Exercise. Copy out the rows from the very first line through the line with "[(424, 173), (409, 180)]", both ends included, requests and all. Rescale each coordinate in the answers by multiplying it by 1.85 and rounding to a whole number, with halves rounded up, and leave the numbers in the requests unchanged.

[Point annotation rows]
——

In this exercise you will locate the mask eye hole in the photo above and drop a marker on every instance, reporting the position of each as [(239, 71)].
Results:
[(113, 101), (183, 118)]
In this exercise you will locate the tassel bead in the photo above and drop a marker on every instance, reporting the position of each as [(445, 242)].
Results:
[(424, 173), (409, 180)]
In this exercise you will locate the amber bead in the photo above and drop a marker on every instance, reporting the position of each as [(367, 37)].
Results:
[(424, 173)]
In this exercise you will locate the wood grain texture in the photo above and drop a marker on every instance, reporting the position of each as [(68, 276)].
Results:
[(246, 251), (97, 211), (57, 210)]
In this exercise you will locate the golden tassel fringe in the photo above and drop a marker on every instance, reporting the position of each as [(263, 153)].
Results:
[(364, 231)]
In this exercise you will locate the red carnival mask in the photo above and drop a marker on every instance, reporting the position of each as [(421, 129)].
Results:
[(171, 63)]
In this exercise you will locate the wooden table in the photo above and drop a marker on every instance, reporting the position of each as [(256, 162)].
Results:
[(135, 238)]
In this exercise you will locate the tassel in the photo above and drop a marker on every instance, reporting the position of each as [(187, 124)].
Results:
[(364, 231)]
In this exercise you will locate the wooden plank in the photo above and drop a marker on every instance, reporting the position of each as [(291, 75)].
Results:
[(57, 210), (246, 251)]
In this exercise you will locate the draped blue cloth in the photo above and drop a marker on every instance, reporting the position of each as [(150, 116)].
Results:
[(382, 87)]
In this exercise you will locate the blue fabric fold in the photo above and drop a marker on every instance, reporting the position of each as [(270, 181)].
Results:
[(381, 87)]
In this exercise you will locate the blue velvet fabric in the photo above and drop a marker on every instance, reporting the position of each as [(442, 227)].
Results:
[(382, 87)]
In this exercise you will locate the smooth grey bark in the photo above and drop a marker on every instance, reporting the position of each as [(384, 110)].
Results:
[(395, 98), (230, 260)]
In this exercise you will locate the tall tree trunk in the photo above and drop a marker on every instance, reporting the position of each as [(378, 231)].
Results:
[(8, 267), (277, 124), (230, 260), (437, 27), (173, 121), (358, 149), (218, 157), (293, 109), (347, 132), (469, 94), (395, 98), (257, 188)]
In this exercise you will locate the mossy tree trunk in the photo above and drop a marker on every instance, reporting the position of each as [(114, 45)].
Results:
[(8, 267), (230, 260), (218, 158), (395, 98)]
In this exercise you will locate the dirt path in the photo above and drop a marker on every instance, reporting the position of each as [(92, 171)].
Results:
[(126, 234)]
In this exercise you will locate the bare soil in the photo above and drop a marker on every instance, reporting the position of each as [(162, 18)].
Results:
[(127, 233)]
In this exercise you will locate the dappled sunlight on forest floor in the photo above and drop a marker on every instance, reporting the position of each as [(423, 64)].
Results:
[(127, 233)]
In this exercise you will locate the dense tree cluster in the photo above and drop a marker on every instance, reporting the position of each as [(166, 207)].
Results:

——

Worked solution.
In this exercise you will locate the mask eye hole in the photo above and drop a marker on every instance, reporting the position of each as [(239, 71)].
Results:
[(209, 187), (339, 218)]
In this exercise you will locate the tassel bead in the photo above and drop a marker on every instance, reporting the position of each as [(445, 242)].
Results:
[(784, 320), (757, 333)]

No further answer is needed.